The problem:
When you respond, restate each record exactly as it is given.

+===+

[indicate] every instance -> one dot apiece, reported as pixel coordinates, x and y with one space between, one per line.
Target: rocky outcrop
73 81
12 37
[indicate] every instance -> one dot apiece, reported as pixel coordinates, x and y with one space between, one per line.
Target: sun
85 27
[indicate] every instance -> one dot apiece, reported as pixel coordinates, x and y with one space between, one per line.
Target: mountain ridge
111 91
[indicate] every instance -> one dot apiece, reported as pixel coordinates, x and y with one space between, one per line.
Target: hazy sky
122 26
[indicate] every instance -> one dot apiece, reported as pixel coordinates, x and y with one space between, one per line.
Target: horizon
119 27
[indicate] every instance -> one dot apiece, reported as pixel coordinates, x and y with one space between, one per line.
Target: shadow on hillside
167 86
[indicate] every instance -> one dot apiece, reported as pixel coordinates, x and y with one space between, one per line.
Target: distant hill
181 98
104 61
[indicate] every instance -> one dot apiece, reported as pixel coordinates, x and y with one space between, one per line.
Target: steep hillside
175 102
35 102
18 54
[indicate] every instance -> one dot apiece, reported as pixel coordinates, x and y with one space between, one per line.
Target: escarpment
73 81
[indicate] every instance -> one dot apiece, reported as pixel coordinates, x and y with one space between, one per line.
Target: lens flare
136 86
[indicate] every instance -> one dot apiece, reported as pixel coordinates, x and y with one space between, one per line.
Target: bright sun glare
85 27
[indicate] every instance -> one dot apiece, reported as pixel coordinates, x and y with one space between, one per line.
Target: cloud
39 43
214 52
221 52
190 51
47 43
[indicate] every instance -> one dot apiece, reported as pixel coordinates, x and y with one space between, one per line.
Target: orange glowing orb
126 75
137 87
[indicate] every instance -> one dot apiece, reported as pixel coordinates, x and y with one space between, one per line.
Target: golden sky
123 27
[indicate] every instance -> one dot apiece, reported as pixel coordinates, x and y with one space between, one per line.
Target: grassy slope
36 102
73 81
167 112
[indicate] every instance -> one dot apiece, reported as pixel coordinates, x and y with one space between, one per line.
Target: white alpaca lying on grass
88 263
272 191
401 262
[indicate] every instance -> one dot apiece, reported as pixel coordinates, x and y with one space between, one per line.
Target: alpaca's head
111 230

+===+

Output for this exercise:
[indicate] every instance -> one dot apiece, reported as pixel coordinates, x and y with one space between, one per line.
Target: rocky outcrop
73 81
12 37
[indicate] every instance -> one dot apiece, reported as pixel coordinates, x and y with one space between, one per line.
Target: sun
85 27
[indicate] every instance -> one dot apiece, reported as pixel coordinates, x and y with one space between, one per line.
Target: mountain ridge
111 91
[indicate] every instance -> one dot apiece, reported as pixel coordinates, x and y with one space between, one per line.
Target: hazy sky
122 26
[indicate] every instance -> one dot apiece, reported as pixel coordinates, x and y with one space between, one per line.
Target: horizon
119 27
[indicate] every instance -> one dot apiece, reported as pixel coordinates, x and y with one space between, one per line.
Target: shadow on hillside
167 86
[indicate] every instance -> one dot apiece, reported as pixel coordinates, x and y with one space between, one per line.
Target: distant hill
181 98
104 61
[indicate] every instance -> one dot apiece, reported as pixel coordinates, x and y with one space between, one per line.
Target: steep hillside
175 102
35 102
18 54
[indicate] every instance -> one dot apiece, reported as pixel coordinates, x and y with one space between, one per line.
Target: escarpment
73 81
[indicate] every instance -> one dot apiece, reported as pixel coordinates, x and y with one space between, one per line.
Target: lens flare
136 86
[indicate] every instance -> one dot apiece, reported as pixel coordinates, x and y with one space between, one per line.
Target: bright sun glare
85 27
[indicate] every instance -> one dot apiece, reported as pixel coordinates, x and y with one space between, one per line.
Target: cloud
39 43
214 52
221 52
190 51
47 43
[indicate] every instance -> one dot apiece, reported as pixel coordinates, x and y with one space between, one per line.
Target: orange glowing orb
126 75
137 87
[indicate] every instance -> one dot apiece, reported as pixel coordinates, x and y with one space between, one per line.
Target: golden sky
123 27
[indicate] every instance -> one dot apiece, reported as pixel coordinates, x and y with one space between, one per line.
Target: grassy slope
36 102
73 81
167 112
[indicate] every instance -> one dot apiece, reported as pixel coordinates, x and y with one space between, one per line.
Target: white alpaca lying on grass
88 263
272 191
401 262
[indicate] every instance -> one dot apiece, reported as pixel coordinates, x and y with one space between, one per line.
Target: alpaca's head
111 230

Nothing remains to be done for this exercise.